** WORK TO COMPLETE **
An exact copy of every entry is needed, without any of the pictures.

———

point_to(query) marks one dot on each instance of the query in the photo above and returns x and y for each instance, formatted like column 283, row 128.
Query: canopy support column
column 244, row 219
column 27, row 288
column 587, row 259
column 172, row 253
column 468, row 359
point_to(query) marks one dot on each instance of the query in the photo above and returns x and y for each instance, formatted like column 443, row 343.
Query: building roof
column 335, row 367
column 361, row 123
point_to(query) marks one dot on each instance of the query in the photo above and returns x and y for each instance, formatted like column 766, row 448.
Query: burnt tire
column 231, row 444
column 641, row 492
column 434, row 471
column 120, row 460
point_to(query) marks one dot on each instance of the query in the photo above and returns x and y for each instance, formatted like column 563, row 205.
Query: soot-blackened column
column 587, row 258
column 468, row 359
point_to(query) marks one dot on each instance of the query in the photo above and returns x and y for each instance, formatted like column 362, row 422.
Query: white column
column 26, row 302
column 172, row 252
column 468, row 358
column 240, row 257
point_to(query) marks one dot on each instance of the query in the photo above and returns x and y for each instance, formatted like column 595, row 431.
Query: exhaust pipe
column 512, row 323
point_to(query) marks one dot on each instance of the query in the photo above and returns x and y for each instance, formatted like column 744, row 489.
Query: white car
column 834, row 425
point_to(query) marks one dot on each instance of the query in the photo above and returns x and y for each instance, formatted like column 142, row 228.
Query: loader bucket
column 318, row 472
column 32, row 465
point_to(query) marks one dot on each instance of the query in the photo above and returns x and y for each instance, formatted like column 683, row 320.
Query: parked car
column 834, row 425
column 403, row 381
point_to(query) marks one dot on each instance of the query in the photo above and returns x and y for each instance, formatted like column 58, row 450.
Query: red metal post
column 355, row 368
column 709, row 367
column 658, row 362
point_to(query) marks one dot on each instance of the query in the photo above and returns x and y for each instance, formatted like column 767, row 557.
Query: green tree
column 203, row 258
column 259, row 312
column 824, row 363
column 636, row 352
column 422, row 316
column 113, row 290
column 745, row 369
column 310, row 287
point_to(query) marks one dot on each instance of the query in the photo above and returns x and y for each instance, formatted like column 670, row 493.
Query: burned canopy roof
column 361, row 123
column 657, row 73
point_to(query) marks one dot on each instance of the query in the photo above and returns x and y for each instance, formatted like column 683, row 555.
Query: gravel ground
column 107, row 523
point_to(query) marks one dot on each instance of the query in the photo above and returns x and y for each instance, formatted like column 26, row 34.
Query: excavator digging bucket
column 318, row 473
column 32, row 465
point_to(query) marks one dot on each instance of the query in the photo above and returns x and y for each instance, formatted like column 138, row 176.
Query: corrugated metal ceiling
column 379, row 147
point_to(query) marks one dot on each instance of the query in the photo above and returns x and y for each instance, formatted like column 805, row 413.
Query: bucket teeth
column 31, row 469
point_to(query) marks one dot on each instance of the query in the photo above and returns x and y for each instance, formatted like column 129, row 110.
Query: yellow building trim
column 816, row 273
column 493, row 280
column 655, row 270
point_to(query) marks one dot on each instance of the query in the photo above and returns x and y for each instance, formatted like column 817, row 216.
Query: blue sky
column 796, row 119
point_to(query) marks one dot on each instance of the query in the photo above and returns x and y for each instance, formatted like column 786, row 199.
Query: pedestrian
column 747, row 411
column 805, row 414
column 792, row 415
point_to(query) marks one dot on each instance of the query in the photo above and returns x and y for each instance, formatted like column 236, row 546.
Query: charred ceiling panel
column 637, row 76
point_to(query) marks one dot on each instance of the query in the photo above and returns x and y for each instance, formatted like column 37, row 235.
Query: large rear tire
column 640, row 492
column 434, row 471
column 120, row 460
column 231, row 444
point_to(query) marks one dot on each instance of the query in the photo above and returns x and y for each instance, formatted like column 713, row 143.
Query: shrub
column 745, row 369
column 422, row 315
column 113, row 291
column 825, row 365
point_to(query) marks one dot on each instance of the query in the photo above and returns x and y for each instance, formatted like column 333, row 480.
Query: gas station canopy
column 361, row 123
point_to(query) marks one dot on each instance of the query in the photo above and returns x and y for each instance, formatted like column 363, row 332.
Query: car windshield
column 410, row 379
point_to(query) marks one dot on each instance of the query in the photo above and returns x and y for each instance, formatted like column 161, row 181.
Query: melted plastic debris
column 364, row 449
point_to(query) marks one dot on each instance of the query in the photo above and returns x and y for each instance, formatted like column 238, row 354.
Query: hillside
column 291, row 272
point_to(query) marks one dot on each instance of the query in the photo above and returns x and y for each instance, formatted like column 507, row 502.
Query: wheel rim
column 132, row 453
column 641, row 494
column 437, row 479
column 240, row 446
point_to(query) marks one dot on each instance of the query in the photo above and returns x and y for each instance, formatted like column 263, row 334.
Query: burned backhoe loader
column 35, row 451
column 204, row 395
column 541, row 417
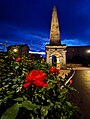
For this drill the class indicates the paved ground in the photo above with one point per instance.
(81, 81)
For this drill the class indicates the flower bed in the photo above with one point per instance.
(32, 89)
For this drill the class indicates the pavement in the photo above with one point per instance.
(81, 68)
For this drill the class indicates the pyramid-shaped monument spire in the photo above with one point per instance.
(54, 31)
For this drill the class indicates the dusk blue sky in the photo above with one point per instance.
(28, 22)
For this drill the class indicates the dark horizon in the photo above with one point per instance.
(28, 22)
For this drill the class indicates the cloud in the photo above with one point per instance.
(74, 42)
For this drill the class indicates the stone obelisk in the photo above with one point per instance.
(55, 31)
(55, 51)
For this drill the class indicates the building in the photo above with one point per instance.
(55, 51)
(78, 55)
(18, 49)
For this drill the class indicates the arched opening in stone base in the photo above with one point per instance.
(54, 60)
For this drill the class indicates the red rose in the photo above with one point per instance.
(71, 81)
(18, 59)
(36, 77)
(45, 85)
(54, 70)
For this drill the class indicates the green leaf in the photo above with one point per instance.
(19, 99)
(11, 112)
(69, 104)
(44, 110)
(29, 105)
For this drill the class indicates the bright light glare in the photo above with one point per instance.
(88, 51)
(37, 52)
(15, 50)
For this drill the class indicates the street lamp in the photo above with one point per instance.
(15, 50)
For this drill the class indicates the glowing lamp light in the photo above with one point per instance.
(15, 50)
(88, 51)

———

** EXERCISE RESPONSE **
point_to(query) marks one dot on each instance of the query in the photo above and returns x and y for each instance, formatted like column 283, row 128.
Query: canopy support column
column 244, row 219
column 27, row 288
column 587, row 259
column 172, row 253
column 468, row 359
point_to(query) marks one dot on each instance of the query in the photo above and returns x and y for each instance, formatted like column 443, row 343.
Query: building roof
column 335, row 367
column 361, row 123
point_to(query) marks one dot on each instance of the query in the photo above and returns x and y for each instance, formatted like column 766, row 448.
Query: burnt tire
column 231, row 444
column 641, row 492
column 434, row 471
column 120, row 460
point_to(query) marks one dot on each instance of the query in the photo above and returns x and y for each instance, formatted like column 563, row 205.
Query: soot-blackened column
column 587, row 258
column 468, row 359
point_to(query) marks one dot on each instance of the query in the photo above and returns x and y for each instance, formatted like column 362, row 422.
Query: white column
column 26, row 302
column 172, row 252
column 468, row 358
column 240, row 257
point_to(query) marks one dot on each instance of the query in the photo above and returns x and y for each instance, formatted like column 595, row 431.
Query: exhaust pipe
column 512, row 323
point_to(query) marks one dot on each instance of the query in the photo above and returns x and y for each instance, formatted like column 744, row 489.
Query: white car
column 834, row 425
point_to(query) marks one dot on each instance of the query in the photo above and returns x and y for each instance, formatted like column 142, row 228.
Query: loader bucket
column 318, row 472
column 32, row 465
point_to(query) marks one dot on each instance of the query in the photo above and returns x and y for each instance, formatted like column 683, row 320.
Query: parked car
column 834, row 425
column 403, row 381
point_to(query) marks one dot on each instance of the query in the photo above and returns x and y for each instance, formatted like column 58, row 450.
Query: red metal post
column 355, row 368
column 709, row 367
column 658, row 362
point_to(query) marks one dot on each instance of the query in the photo above and returns x and y for each instance, formatted like column 767, row 557.
Query: green tree
column 203, row 258
column 259, row 312
column 824, row 363
column 636, row 352
column 422, row 316
column 113, row 290
column 745, row 369
column 310, row 287
point_to(query) marks one dot on each instance of the query in the photo above and returns x and y for each instance, formatted like column 670, row 493.
Query: burned canopy roof
column 361, row 123
column 657, row 73
point_to(query) marks one dot on each instance of the query in the photo above and returns x and y for each instance, formatted like column 683, row 555.
Query: gravel ground
column 107, row 523
point_to(query) marks one dot on each instance of the query in the photo above and returns x and y for each instance, formatted like column 26, row 34.
Query: excavator digging bucket
column 318, row 473
column 32, row 465
point_to(query) marks one dot on each instance of the query in the photo above and returns x and y for each instance, formatted like column 138, row 176.
Query: corrugated metal ceiling
column 379, row 147
point_to(query) marks one dot on each instance of the query in the photo above and returns x and y for each instance, formatted like column 805, row 413.
Query: bucket teeth
column 31, row 469
point_to(query) marks one dot on each instance of the query in the photo above and returns x and y for each instance, formatted like column 129, row 110.
Query: yellow building trim
column 816, row 273
column 493, row 280
column 655, row 270
point_to(query) marks one dot on each instance of the query in the photo above and returns x and y for each instance, formatted like column 817, row 216.
Query: blue sky
column 796, row 119
point_to(query) marks one dot on each instance of the query in the photo above and returns x and y for each instance, formatted like column 786, row 199.
Query: pedestrian
column 747, row 411
column 805, row 414
column 792, row 415
point_to(query) marks one dot on each instance of the query in the photo above and returns x and y for each instance, formatted like column 236, row 546.
Query: charred ceiling panel
column 637, row 76
point_to(query) marks one dot on each instance of the query in the photo above and returns x and y for each instance, formatted like column 37, row 235.
Query: large rear tire
column 640, row 492
column 434, row 471
column 120, row 460
column 231, row 444
point_to(query) marks one dot on each instance of the query in the photo above and returns x and y for each instance, formatted like column 713, row 143.
Query: shrub
column 745, row 369
column 422, row 315
column 113, row 291
column 825, row 365
point_to(query) marks one dot on each instance of the query in the photo above and returns x and y for each instance, formatted like column 333, row 480.
Query: gas station canopy
column 361, row 123
point_to(query) marks one dot on each instance of the query in the photo above and returns x and y for each instance, formatted like column 363, row 332.
Query: car windshield
column 410, row 379
point_to(query) marks one dot on each instance of the query in the photo above and returns x and y for each instance, formatted like column 161, row 181.
Query: melted plastic debris
column 364, row 449
point_to(query) marks one dot on each instance of the query in the photo above and returns x and y for each instance, formatted like column 238, row 354.
Query: hillside
column 291, row 272
point_to(query) marks one dot on each instance of the query in the photo above and returns x and y for each instance, formatted like column 507, row 502.
Query: wheel rim
column 132, row 453
column 641, row 494
column 437, row 479
column 240, row 446
point_to(query) marks one dot on each instance of the query in the photo above and returns x and y for each instance, formatted like column 263, row 334.
Query: burned backhoe loader
column 35, row 451
column 204, row 395
column 541, row 417
For this drill the class indicates the paved ground in the photo above with one point per instance.
(81, 81)
For this drill the class indicates the flower bed in the photo above with one point per instance.
(32, 89)
For this drill the class indicates the pavement in the photo above with one point per instance.
(81, 68)
For this drill the class indicates the pyramid-shaped monument spire in the photo above with one point per instance.
(54, 31)
For this drill the class indicates the dusk blue sky in the photo above with one point per instance.
(28, 22)
For this drill the class indicates the dark horizon in the photo above with one point per instance.
(28, 22)
For this drill the class indicates the cloud in the photo above with one point per instance.
(74, 42)
For this drill the class indicates the stone obelisk in the photo above with one point per instance.
(55, 31)
(55, 51)
For this drill the class indicates the building in the photo above with one point per instance.
(55, 51)
(78, 55)
(18, 49)
For this drill the class indicates the arched opening in stone base in the photo above with one point per instance.
(54, 60)
For this drill the class indicates the red rose in the photo above with one point per instance.
(71, 81)
(18, 59)
(36, 77)
(45, 85)
(54, 70)
For this drill the class indicates the green leaf in the photo above with one point per instance.
(19, 99)
(11, 112)
(69, 104)
(44, 110)
(29, 105)
For this drill the class indicates the bright light glare in the photo above with one point per instance.
(88, 51)
(37, 52)
(15, 50)
For this drill the class indicates the street lamp in the photo above with one point per instance.
(15, 50)
For this drill the class indicates the glowing lamp light in the photo above with one point per instance.
(15, 50)
(88, 51)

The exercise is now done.